= ASCAMM =

Technology Park in Vallès, Spain

ASCAMM Foundation is a Technology Center located near Barcelona, at the Vallès Technology Park. the origin of this Foundation was the Catalan Association of Enterprises Mould-Makers and Die-Makers, in Catalan: Associació Catalana d'Empreses constructores de Motlles i Matrius.

==Overview==
ASCAMM is an active agent within the Spanish research and development to innovation value chain, its objective is to increase the competitiveness of companies in a wide range of industry-based sectors.

The main activities of this non-profit organization are:
- Research and development projects
- Product and process advanced engineering
- Specialized technical and professional training
- Technology transfer
- International co-operation initiatives

The organization currently employs 100 people, mainly engineering graduates and doctors. It was founded in 1987 for research purposes. In 2007, Ascamm had a turnover of 7.3 Million euros. More than 60% of income is from direct innovation services to Small and medium enterprises. The facilities of the technology centre have 6000 m^{2} of built space with top-level laboratories and equipment: injection molding machines, machines for microprocessing, pressure die casting machines, materials laboratory, laser sintering and incremental sheet forming stations, comprehensive CAD/CAM/CAE workstations, complete metalworking workshops and mechatronics.

In the ASCAMM sphere, 3 technology-based spin-off companies have been created: Neosurgery and Hexascreen, oriented to biomedical engineering applications, and Plastiasite, related to knowledge engineering innovative applications.
ASCAMM participates actively as RTD performer in the Seventh Framework Programme of the European Union. Likewise, the Center also participates in local (Catalan and Spanish) public funding initiatives.

==Main R&D areas==
ASCAMM aims at opening new R&D lines to fit industry necessities and opportunities. The center's efforts focus in the application of new or improved technologies by third parties to solve problems and their transfer into potential practical benefits. During the past 20 years ASCAMM has carried stable activity in the following fields:
- Materials: polymers, compounds, shape memory alloys, smart materials...

Exercise set:
- A) In what year was ASCAMM founded, according to the ASCAMM passage?
- B) Please go on with the ASCAMM passage from the point where it stops.

Dataset extract:
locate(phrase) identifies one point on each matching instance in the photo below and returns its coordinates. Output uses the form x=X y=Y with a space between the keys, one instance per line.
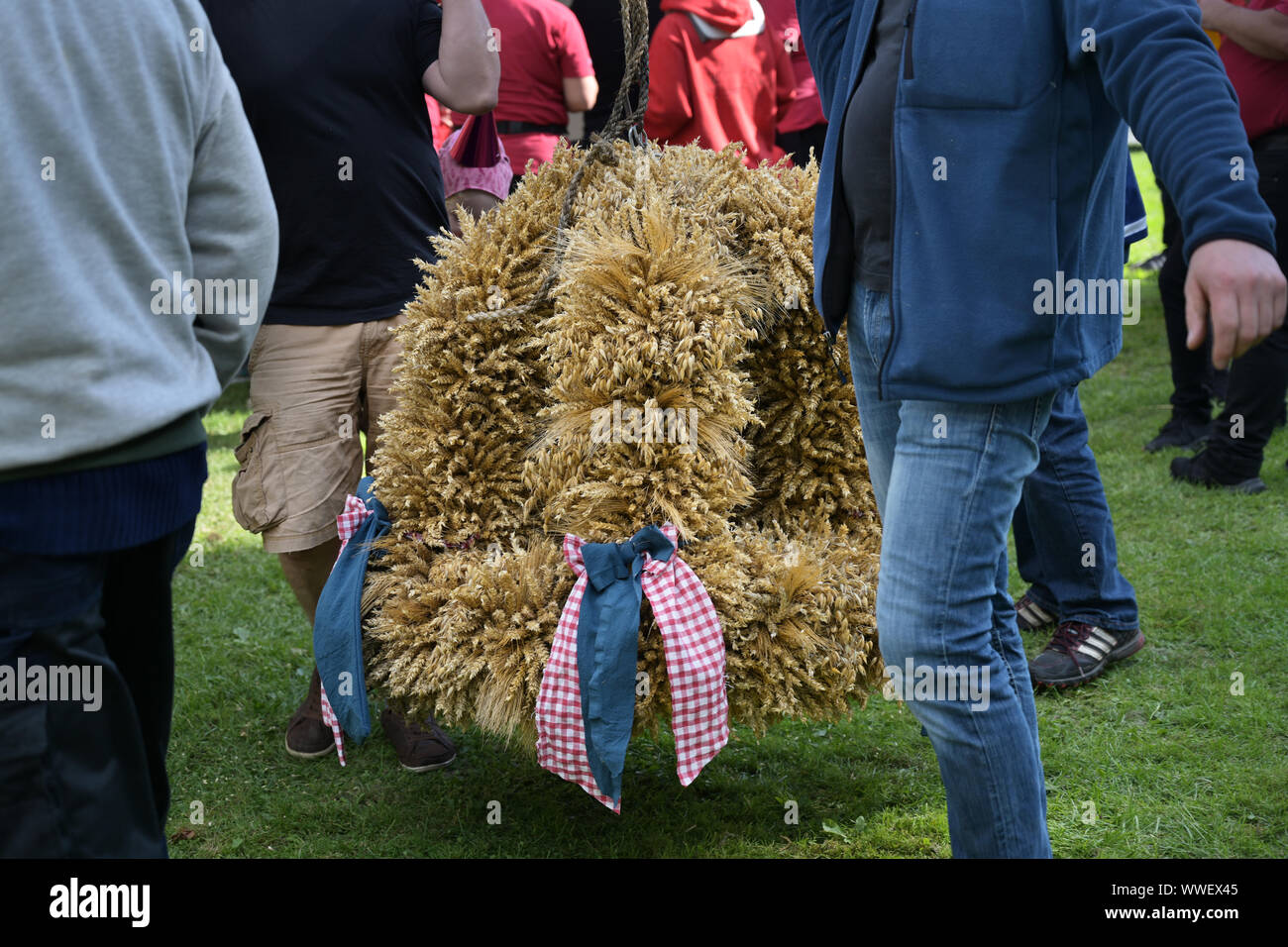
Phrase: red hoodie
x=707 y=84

Answers for the exercise:
- A) 1987

- B)
- Processes: rapid manufacturing, intelligent manufacturing, micro manufacturing, automation, multimaterial and micro-moulding, laser sintering and milling,
- Knowledge: knowledge engineering, collaborative working environments, non-technological innovation approaches, expert systems for industrial processes, knowledge-based engineering, advanced training programmes...

The acquisition of new technologies equipment is done through public funded projects and occasionally by contributions from private companies. Once completed the project goods acquired with public funds remains in Ascamm to provide services to third parties. This have caused conflicts of interests between the services resulting from the activity of Ascamm and business partners to consider that Ascamm makes deslleal competition in its market.

==Accreditations==
- ASCAMM was the first organization to obtain the label of "Technology Center" from the Department of Labour and Industry of the Generalitat de Catalunya.
- ASCAMM is a CIT (Centre of Innovation and Technology) and an OTRI (Office for the Transfer of Research Results) recognized by the MICINN (Spanish Ministry of Science and Innovation).

==Highlighted memberships==
- OPTI Foundation (Monitoring Centre for Industrial Technology Foresight): founder-member and leading centre in industrial design and production technologies.
- Founder-member of FEDIT (Spanish Federation of Innovation and Technology Entities).
- Founder-member of ACT (Association for Technological Cooperation).
- ASERM (Spanish Rapid Manufacturing Association).